# Stated goal A
Answer these questions about the Pokémon Showdown article, one answer per line, each marked like its question.
(i) In the 1v1 format, how many Pokémon does each player bring?
(ii) Which leaderboard were the seven analyzed Pokémon taken from?
(iii) What source supplied the moveset used for each Pokémon?

# Selected excerpt

Winning Pokemon Showdown

May, 2025 · 6 min read · computing

We used game theory to find the mathematically optimal strategies in Pokémon Showdown battles.

Premise

In Pokémon Showdown, you build a team of Pokémon and battle. In the 1v1 format, you bring three Pokémon and choose one for each battle. No switching allowed, so it’s pure strategy. A game has two phases: choosing your Pokémon (left) and battling (right):

When a player’s Pokemon’s HP reaches 0, the other player wins:

The Seven Pokemon We Analyzed

My friends and I focused on the seven most popular Pokémon from the January 2021 Showdown 1v1 leaderboard:

Each Pokémon’s unique typing, movesets, and stats create diverse matchups. For consistency, we used each Pokémon’s most popular moveset from Smogon’s Strategy Dex.

Our Approach

Pokémon battles are zero-sum games: one player’s win is the other’s loss. Both players select moves simultaneously each turn — exactly the kind of interaction game theory was built to solve. Crucially, zero-sum games are among the few where we can efficiently compute Nash equilibria, unlike general games.

We modeled these battles in two key stages:

The Battling Phase (Finding Optimal Move Strategies)

# Stated goal B
Return every line of the records below that contains the word "purple". Case counts.

# Extracted material

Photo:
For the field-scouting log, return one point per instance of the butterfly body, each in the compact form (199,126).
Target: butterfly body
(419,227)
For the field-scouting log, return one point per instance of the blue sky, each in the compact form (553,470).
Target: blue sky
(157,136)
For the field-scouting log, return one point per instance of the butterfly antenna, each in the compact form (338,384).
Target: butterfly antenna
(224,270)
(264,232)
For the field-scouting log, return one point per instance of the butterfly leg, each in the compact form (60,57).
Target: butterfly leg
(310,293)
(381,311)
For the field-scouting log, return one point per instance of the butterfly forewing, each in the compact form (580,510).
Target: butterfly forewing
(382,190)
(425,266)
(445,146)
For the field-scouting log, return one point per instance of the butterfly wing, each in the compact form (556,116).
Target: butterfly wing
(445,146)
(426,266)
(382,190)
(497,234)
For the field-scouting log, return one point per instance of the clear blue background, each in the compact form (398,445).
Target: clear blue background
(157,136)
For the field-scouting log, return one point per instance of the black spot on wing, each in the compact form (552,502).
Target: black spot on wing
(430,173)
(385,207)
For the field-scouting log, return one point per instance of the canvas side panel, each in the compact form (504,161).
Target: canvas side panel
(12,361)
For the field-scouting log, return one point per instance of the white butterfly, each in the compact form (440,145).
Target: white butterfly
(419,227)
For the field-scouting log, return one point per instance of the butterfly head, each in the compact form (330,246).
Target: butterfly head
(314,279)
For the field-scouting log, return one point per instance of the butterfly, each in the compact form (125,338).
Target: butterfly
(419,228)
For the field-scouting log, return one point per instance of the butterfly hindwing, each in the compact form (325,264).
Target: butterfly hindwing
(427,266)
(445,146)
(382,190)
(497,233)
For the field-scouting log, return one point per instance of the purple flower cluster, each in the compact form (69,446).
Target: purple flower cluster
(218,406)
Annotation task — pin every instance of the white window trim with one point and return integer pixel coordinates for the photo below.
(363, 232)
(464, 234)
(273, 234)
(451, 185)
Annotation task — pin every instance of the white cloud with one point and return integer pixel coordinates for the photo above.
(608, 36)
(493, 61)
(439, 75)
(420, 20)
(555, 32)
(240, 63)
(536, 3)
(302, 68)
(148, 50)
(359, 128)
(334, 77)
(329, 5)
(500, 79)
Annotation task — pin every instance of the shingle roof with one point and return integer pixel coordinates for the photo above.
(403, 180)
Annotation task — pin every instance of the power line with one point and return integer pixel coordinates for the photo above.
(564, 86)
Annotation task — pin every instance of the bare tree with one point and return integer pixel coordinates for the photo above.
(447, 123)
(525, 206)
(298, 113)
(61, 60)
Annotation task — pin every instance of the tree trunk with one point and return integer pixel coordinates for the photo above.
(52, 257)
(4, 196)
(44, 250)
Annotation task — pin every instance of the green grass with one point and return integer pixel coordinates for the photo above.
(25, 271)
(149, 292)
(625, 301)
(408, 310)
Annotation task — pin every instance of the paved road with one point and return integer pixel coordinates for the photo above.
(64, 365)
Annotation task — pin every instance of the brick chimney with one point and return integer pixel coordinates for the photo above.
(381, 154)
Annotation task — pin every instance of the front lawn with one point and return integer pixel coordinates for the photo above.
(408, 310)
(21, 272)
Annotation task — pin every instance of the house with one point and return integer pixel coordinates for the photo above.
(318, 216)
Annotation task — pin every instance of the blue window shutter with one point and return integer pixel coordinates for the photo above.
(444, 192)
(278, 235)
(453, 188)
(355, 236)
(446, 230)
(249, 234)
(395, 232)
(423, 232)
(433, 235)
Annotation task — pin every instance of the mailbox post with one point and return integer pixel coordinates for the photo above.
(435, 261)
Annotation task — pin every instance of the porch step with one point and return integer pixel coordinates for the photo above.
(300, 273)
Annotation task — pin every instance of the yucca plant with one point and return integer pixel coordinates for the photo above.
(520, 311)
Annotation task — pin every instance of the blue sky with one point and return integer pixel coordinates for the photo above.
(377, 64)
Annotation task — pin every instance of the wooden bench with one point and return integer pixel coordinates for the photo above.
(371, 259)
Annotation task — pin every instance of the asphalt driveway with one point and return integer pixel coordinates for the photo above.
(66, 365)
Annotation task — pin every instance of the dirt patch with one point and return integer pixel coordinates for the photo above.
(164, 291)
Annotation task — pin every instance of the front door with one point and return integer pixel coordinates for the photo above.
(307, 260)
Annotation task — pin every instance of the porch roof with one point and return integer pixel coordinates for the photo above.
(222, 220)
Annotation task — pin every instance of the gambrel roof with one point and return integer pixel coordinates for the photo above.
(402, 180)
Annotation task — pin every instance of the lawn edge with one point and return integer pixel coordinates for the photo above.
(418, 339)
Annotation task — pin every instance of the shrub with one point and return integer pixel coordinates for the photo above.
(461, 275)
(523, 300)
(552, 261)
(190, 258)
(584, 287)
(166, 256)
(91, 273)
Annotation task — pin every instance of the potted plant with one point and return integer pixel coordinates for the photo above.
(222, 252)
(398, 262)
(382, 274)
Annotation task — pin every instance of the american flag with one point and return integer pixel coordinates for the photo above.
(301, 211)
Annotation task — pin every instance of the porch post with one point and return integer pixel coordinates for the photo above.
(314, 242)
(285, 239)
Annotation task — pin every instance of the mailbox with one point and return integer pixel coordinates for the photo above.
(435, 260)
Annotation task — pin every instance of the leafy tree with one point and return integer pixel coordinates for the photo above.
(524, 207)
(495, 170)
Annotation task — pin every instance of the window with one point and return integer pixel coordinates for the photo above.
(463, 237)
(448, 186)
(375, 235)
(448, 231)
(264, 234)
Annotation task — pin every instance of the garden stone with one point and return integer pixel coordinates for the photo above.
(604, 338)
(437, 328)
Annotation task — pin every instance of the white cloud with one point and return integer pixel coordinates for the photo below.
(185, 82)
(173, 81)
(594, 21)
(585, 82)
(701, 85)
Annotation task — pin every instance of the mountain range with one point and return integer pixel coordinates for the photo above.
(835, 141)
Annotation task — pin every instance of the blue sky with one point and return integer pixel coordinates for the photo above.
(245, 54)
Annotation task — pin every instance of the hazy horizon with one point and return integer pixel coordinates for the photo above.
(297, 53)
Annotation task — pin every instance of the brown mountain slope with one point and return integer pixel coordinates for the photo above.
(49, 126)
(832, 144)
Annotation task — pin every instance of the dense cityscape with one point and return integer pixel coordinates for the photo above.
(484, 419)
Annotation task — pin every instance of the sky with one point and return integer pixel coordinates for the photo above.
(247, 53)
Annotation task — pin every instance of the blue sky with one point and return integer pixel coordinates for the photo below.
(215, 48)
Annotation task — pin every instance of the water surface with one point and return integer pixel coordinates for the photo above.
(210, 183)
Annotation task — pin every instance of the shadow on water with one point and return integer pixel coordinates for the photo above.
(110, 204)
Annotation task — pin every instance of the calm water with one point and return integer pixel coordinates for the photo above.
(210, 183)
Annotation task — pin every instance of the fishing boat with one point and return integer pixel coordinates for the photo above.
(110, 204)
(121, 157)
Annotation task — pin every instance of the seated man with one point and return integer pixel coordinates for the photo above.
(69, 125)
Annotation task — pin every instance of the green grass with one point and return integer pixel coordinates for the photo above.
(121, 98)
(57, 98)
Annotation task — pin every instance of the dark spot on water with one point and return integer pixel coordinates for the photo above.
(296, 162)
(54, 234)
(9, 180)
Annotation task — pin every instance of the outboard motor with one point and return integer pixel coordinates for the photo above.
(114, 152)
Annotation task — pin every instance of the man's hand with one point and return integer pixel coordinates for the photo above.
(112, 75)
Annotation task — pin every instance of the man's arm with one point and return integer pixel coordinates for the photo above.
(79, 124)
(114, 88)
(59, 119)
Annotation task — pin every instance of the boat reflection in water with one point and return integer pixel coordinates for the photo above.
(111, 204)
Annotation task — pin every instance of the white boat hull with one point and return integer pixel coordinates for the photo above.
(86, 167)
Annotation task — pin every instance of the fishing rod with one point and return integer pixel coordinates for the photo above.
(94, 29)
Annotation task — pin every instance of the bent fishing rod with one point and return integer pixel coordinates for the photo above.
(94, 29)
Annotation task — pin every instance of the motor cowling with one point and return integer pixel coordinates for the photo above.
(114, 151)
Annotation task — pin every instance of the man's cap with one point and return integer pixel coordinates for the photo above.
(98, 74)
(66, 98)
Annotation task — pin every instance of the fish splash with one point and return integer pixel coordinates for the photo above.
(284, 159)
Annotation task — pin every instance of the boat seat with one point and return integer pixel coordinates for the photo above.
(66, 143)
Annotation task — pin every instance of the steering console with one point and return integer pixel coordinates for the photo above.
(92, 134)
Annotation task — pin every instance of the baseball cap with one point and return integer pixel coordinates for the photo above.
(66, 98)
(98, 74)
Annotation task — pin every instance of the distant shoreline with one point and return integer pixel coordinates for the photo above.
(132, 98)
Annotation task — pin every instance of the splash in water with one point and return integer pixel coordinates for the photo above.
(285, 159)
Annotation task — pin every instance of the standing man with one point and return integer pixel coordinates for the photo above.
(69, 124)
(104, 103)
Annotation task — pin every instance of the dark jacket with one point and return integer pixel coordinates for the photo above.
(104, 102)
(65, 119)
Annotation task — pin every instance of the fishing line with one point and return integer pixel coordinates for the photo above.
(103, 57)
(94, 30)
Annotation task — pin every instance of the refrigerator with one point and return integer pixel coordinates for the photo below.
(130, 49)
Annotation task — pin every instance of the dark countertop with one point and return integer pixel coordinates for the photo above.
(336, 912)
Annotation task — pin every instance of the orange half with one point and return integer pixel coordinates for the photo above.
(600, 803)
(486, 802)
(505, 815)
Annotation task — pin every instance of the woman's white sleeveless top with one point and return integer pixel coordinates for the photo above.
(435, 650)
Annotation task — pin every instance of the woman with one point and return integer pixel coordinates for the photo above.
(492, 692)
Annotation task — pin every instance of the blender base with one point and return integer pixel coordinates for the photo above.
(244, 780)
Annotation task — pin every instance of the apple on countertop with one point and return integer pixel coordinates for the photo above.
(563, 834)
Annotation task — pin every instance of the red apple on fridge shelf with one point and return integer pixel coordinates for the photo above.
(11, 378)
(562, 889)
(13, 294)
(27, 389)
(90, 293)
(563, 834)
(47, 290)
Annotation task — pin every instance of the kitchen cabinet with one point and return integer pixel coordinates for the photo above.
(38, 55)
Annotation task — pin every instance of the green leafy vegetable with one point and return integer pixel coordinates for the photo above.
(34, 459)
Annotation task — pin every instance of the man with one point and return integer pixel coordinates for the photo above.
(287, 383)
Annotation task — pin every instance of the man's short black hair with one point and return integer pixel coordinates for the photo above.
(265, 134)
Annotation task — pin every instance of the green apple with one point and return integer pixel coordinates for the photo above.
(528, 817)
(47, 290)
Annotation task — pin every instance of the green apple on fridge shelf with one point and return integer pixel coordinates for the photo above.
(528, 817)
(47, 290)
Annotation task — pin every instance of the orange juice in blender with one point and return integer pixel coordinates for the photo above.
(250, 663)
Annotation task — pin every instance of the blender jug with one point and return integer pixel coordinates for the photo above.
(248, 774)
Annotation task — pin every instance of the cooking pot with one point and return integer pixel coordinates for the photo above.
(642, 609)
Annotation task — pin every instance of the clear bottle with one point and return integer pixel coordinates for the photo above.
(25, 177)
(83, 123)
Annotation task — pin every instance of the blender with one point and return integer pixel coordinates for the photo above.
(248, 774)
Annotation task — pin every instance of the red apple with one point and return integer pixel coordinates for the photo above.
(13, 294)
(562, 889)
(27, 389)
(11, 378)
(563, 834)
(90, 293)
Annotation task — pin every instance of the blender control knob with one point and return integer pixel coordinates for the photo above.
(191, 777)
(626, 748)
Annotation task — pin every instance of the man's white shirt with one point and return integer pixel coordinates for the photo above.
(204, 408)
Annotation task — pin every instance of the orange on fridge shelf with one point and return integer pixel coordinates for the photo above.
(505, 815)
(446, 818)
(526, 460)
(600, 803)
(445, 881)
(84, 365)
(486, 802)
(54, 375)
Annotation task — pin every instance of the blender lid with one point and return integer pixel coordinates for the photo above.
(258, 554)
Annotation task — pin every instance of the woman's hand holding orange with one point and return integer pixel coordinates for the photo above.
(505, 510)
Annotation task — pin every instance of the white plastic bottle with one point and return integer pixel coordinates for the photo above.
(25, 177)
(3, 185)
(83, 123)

# Task solution A
(i) Three.
(ii) The January 2021 Showdown 1v1 leaderboard.
(iii) Smogon's Strategy Dex.

# Task solution B
For the field-scouting log, return one point per instance of the purple flower cluster, each in the compact form (69,446).
Target: purple flower cluster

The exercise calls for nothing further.